*SUPPLIED TEXT*
+--

# Introducing Bailey



## Rach <3's Bailey (Dec 30, 2009)

This is my darling Bailey in his little sock jumper i made! 




























Hes sooo cute!!

Rachel


----------



## bniles4 (Aug 4, 2008)

he's adorable!


----------



## Kay (Oct 14, 2009)

So cute! Welcome welcome!


----------



## jaromi (Sep 2, 2008)

He is a cutie. Welcome to the forum .


----------



## FBRaRrN (May 1, 2006)

He is very cute.Welcome


----------



## xxxxdeedde (Jul 3, 2008)

Welcome and AWWWW!


----------



## pam6400 (Oct 5, 2008)

What a sweetie! Welcome


----------



## *Princess* (Feb 7, 2009)

so cute! x


----------



## elaina (Jul 1, 2008)

omg, he is so precious


----------



## rubia (Jul 3, 2008)

I love the custom designed sweater/jumper. It is adorable, and what a cute puppy !! Well done in the puppy fashion design department for you !!


----------



## MndaNGmoe (Oct 20, 2009)

noo way!! that is sooo adorable! Bailey is a little cutie!!


----------



## OurCheekyChihuahuas (Nov 18, 2009)

adorable little man!


----------



## Terri (Aug 21, 2009)

Gorgeous!!

+--

*ENTRIES SHOWN*
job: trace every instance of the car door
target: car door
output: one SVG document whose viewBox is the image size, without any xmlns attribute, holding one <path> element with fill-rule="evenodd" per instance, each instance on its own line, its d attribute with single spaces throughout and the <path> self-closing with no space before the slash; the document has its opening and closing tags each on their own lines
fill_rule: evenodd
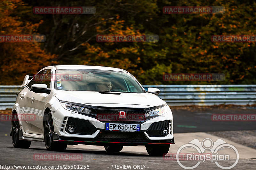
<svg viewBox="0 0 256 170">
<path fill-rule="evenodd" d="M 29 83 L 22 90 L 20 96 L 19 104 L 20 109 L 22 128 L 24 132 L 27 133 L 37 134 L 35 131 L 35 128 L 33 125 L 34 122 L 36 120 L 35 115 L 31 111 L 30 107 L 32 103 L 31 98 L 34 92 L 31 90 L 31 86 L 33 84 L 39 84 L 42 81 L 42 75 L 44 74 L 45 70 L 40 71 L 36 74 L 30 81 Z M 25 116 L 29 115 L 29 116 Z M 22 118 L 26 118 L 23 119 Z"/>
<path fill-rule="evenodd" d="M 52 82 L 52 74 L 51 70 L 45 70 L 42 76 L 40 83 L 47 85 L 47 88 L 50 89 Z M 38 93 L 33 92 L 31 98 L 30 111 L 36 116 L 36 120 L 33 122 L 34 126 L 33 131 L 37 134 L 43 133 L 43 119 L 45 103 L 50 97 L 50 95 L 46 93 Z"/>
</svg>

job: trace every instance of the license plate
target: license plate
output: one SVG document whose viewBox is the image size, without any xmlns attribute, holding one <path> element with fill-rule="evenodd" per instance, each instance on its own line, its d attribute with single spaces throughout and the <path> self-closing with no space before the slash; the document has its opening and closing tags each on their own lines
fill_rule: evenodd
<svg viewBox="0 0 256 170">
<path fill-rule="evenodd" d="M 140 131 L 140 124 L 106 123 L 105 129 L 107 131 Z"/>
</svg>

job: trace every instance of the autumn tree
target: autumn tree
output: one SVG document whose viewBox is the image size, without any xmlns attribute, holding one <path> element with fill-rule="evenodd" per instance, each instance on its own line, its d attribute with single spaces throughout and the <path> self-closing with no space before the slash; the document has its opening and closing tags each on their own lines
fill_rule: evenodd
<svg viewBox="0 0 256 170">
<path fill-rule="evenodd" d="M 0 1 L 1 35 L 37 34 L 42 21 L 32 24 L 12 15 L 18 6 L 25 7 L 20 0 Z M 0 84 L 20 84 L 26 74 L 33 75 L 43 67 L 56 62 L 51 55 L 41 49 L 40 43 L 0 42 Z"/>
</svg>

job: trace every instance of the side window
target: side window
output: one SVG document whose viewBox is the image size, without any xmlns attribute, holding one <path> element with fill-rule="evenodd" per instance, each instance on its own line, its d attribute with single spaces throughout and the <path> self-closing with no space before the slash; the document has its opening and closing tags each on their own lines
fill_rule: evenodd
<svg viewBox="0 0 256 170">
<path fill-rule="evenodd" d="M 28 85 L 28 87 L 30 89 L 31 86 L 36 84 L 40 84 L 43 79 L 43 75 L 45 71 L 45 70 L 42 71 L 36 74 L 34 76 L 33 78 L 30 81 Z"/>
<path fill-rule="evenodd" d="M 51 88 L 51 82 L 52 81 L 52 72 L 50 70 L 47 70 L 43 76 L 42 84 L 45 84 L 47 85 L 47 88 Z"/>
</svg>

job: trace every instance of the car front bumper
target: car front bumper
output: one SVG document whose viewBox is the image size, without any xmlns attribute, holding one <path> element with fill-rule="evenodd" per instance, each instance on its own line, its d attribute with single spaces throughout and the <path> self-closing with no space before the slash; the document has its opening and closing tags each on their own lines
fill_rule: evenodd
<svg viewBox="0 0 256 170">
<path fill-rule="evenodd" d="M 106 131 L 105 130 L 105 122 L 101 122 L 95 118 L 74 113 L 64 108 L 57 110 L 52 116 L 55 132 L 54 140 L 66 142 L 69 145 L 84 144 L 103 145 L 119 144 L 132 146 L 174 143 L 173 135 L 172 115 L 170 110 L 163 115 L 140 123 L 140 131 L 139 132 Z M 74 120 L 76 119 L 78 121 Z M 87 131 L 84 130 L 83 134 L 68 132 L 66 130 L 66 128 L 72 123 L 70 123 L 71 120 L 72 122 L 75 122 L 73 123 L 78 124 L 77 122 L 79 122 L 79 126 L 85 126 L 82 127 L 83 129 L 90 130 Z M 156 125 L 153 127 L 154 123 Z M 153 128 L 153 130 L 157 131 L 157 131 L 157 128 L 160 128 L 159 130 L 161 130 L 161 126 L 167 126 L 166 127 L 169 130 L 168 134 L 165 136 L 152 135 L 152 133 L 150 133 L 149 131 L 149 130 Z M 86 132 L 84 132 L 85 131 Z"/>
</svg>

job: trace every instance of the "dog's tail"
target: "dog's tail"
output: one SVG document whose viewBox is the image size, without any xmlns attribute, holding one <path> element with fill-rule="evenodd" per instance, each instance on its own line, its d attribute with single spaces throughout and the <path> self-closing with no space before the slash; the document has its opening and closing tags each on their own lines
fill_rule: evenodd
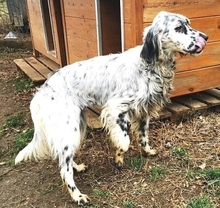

+--

Can you resume the forum thread welcoming Bailey above with the next few replies after the last one shown?

Welcome to both of you. x


----------



## rache (Nov 10, 2009)

AWWWWW how adorabl is he!


----------



## bkbunny (Aug 11, 2009)

OHHHH Don't you just want to kiss that little belly??? What a cute little snowball.


----------



## Kioana (Mar 1, 2005)

omg he's cute!


----------



## Ciarra (May 6, 2008)

Welcome! What cute lil white puff!


----------



## Jerry'sMom (May 5, 2009)

Rach <3's Bailey said:


> This is my darling Bailey in his little sock jumper i made!
> 
> 
> 
> ...


I love the black 'n white stripes! 

Just like a little "prisoner of love" LOL


----------



## Jesslan (Jul 18, 2008)

He's beautiful!!


----------



## Chiboymom (Jul 8, 2009)

He is just to cute! love the little sock jumper, I did that for Draco when he was a new puppy... a sock wouldn't fit over his head now lol...


----------



## Joey's Dad (Jul 30, 2009)

very cute--how old is he?


----------



## Vixsyn (Jan 6, 2010)

He is so cute!


----------



## amyscrazy (Jun 9, 2009)

I love him!!!


----------



## pigeonsheep (Nov 8, 2008)

that sock outfit is too cute! wish dexter wasnt that big so i can save $$ on clothes...geez! LOL


----------



## WeLoveHiro (Apr 14, 2009)

oh my god i am in love. bailey is precious


----------



## Rach <3's Bailey (Dec 30, 2009)

*How old is he??*



Joey's Dad said:


> very cute--how old is he?



Hes 9 weeks!:hello1:


----------



## Krysto (Nov 5, 2009)

Oh my goodness...he is soooo cute.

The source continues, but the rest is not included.